WAR.WIRE
NKorea can't launch nuclear missile: Japanese official
TOKYO, June 22 (AFP) Jun 22, 2006
Japanese officials expressed doubt Thursday on whether North Korea could fire a nuclear warhead and said Tokyo's ships and planes were monitoring the communist state for a potential missile launch.

"It requires a certain level of technology to minimize the size of a nuclear warhead so as to build a missile that can be loaded with it. But we don't have information that North Korea has such technology," Senior Vice Foreign Minister Yasuhisa Shiozaki said in parliament.

"So far North Korea has not carried out any nuclear experiment," added Chief Cabinet Secretary Shinzo Abe, the top government spokesman and well-known critic of Pyongyang.

Japanese defense chief Fukushiro Nukaga, however, declined to answer the same question, saying that his agency did not have detailed information on North Korea's technological development.

But he said Japan was keeping a close eye on developments.

"The Defense Agency has been dispatching ships and planes to do their utmost in collecting information so that the Japanese people will not have to worry about it," Nukaga said.

North Korea in 1998 fired a long-range Taepodong-1 missile over Japan into the Pacific Ocean and last year said it had nuclear weapons.

There have been a series of reports that North Korea is preparing to launch a Taepodong-2, believed to have a range of up to 6,700 kilometers (4,200 miles) -- enough to hit Alaska and possibly Hawaii.

Japan's National Police Agency is taking no chances and planning response measures if a warhead has nuclear, chemical or biological weapons, chief Iwao Uruma said.

"We are formulating measures to deal with the problem by preparing for the worse case scenario of a missile launch," Uruma told a news conference.

"It is possible that the warhead or fragments would fall on Japan," he said.

Uruma said police were developing plans to deploy special riot squads or to carry out rescue missions if the need arises.

US President George W. Bush warned North Korea on Wednesday to honor pledges not to test a missile but his administration ruled out direct talks as suggested by Pyongyang.

North Korea has boycotted six-nation nuclear disarmament talks, which include the United States and Japan, since November.

It wants the United States to lift economic sanctions imposed over the communist regime's alleged counterfeiting and money-laundering.

Recorded data:
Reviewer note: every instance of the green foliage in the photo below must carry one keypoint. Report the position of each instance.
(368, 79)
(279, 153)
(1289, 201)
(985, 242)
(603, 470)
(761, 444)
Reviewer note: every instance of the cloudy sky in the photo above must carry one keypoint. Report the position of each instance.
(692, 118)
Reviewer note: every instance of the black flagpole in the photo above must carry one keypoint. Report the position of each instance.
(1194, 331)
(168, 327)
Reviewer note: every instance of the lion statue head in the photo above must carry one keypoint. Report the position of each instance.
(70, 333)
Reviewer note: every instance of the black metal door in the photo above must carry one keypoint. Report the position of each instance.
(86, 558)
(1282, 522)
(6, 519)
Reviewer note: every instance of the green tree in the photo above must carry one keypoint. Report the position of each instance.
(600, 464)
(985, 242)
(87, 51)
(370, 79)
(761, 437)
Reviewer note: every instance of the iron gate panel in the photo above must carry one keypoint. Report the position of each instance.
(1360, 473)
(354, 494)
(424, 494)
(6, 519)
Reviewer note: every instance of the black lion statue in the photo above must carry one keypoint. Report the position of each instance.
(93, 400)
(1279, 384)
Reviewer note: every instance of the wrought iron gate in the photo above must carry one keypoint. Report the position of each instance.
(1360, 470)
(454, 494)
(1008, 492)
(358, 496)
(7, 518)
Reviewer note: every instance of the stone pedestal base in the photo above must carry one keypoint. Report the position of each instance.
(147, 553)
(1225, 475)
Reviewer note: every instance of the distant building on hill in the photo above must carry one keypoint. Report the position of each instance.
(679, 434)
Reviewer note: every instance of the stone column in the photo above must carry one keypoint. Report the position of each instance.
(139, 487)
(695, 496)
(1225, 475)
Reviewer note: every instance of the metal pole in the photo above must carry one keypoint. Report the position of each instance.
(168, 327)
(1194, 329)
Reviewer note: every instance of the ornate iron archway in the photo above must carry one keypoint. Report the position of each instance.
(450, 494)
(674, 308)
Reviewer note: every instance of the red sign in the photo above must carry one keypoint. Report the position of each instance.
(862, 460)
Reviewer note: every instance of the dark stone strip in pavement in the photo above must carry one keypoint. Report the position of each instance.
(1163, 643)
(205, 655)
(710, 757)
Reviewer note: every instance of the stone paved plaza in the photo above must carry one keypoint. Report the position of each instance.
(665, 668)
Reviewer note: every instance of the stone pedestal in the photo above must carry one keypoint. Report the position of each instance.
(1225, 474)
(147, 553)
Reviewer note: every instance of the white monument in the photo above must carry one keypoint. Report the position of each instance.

Exercises to complete:
A. According to the article, what range is the Taepodong-2 believed to have?
B. Quote the article between "Japan's National Police" and "a news conference.", inclusive.
The items above come from a separate source and have no connection to the article.

Results:
A. Up to 6,700 kilometers (4,200 miles).

B.
Japan's National Police Agency is taking no chances and planning response measures if a warhead has nuclear, chemical or biological weapons, chief Iwao Uruma said.

"We are formulating measures to deal with the problem by preparing for the worse case scenario of a missile launch," Uruma told a news conference.